RECORDS SHOWN:
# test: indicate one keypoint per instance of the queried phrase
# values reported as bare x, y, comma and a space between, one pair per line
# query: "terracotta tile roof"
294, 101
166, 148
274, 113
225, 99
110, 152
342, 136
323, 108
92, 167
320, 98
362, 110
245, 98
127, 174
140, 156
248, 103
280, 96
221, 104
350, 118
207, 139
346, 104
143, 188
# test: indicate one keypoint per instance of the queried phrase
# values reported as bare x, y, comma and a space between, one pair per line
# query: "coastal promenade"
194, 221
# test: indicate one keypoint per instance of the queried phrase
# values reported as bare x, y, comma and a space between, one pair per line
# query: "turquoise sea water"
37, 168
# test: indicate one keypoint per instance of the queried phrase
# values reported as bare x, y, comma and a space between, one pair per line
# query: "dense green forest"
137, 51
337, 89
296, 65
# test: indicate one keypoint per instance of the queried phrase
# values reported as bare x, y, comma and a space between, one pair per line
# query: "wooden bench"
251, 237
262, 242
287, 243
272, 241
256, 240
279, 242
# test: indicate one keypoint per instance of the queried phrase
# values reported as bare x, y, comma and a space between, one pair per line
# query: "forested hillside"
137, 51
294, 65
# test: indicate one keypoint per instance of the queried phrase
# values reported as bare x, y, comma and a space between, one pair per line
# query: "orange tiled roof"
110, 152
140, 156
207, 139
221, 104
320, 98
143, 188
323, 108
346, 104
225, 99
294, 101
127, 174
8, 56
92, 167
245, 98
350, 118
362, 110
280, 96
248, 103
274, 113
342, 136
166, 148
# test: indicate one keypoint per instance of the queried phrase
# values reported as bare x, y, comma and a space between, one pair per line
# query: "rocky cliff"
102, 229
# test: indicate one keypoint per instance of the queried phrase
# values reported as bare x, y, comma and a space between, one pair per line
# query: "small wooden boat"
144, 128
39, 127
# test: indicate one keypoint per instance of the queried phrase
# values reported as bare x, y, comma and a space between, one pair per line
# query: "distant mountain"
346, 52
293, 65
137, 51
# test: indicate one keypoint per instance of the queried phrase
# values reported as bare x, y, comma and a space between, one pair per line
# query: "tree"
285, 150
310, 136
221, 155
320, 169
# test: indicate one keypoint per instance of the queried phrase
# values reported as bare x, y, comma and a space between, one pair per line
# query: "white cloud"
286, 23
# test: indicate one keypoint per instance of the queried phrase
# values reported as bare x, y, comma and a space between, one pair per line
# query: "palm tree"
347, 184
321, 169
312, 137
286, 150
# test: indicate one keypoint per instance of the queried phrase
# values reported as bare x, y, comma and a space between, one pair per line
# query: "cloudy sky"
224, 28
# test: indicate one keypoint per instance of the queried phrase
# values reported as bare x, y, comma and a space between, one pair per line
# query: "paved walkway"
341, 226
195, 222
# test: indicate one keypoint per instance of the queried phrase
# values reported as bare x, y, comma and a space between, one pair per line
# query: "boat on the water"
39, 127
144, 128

WHAT NEEDS TO BE DONE:
Using the listing above, retype each line exactly.

SOLVED PROBLEM:
# test: indicate one keypoint per instance of the queried phrase
# values reported as bare x, y, comma and a space between, one pair per line
# query: "terracotta tile roof"
294, 101
166, 148
274, 113
225, 99
110, 152
342, 136
323, 108
92, 167
320, 98
362, 110
245, 98
127, 174
140, 156
248, 103
280, 96
221, 104
350, 118
207, 139
346, 104
143, 188
# test: indicate one keypoint per instance of the queried phrase
# values reported as bare x, y, comma and a space between, one pair per line
# query: "coastal promenade"
194, 221
# test: indicate one keypoint per instance of the queried phrase
# values reported as bare x, y, comma and a space between, one pair per line
# query: "turquoise sea water"
37, 168
# test: indicate one keypoint per instance of the queried phrase
# values reported as bare x, y, comma and a space between, one pair per line
# query: "dense green forest"
137, 51
337, 89
296, 65
# test: indicate one keypoint per instance of the queried phrase
# values reported as bare x, y, comma and a space between, one pair per line
# query: "wooden bench"
251, 237
262, 242
287, 243
272, 241
256, 240
279, 242
# test: indicate one keypoint per instance of the queried phrase
# values reported as bare x, y, comma and a space between, one pair per line
# query: "forested hillside"
137, 51
294, 65
# test: indicate one keypoint per instance of the queried phrase
# values reported as bare x, y, comma and a space between, one pair per line
# query: "orange tiled roof"
110, 152
140, 156
207, 139
221, 104
320, 98
143, 188
323, 108
346, 104
225, 99
294, 101
127, 174
8, 56
92, 167
245, 98
350, 118
362, 110
280, 96
248, 103
274, 113
342, 136
166, 148
# test: indicate one keypoint per instance of the queried phrase
# values reported as bare x, y, comma and a space between, one pair per line
# query: "rocky cliff"
102, 229
# test: indicate one keypoint per instance of the queried phrase
# values reported as bare x, y, comma and a space between, one pair per line
# query: "small wooden boat"
144, 128
39, 127
# test: indicate one keypoint per instance of the queried phrase
# values reported as bare x, y, comma and a space between, one pair per line
# query: "distant mountain"
346, 52
293, 65
137, 51
# test: indicate one keypoint per instance of the queried phrase
# values reported as bare x, y, comma and a space between, one pair per line
# query: "tree"
285, 150
310, 136
221, 155
320, 169
# test: indicate one keypoint per instance of the queried phrase
# values reported as bare x, y, comma and a space between, one pair per line
# query: "white cloud"
286, 23
# test: indicate one keypoint per instance of the queried phrase
# values reported as bare x, y, comma and a space between, one pair per line
# query: "palm tree"
347, 184
321, 169
312, 137
286, 150
# test: indicate one keypoint per instance of the queried phrase
# values reported as bare x, y, comma and a space between, one pair per line
# query: "cloudy sky"
224, 28
# test: indicate one keypoint per instance of the queried phrase
# values reported as bare x, y, comma and a space between, one pair per line
# query: "paved walkway"
341, 226
195, 222
# test: indicate one keypoint per instance of the queried phrase
# values reported as bare x, y, comma and a space between, one pair per line
# query: "boat on the water"
39, 127
144, 128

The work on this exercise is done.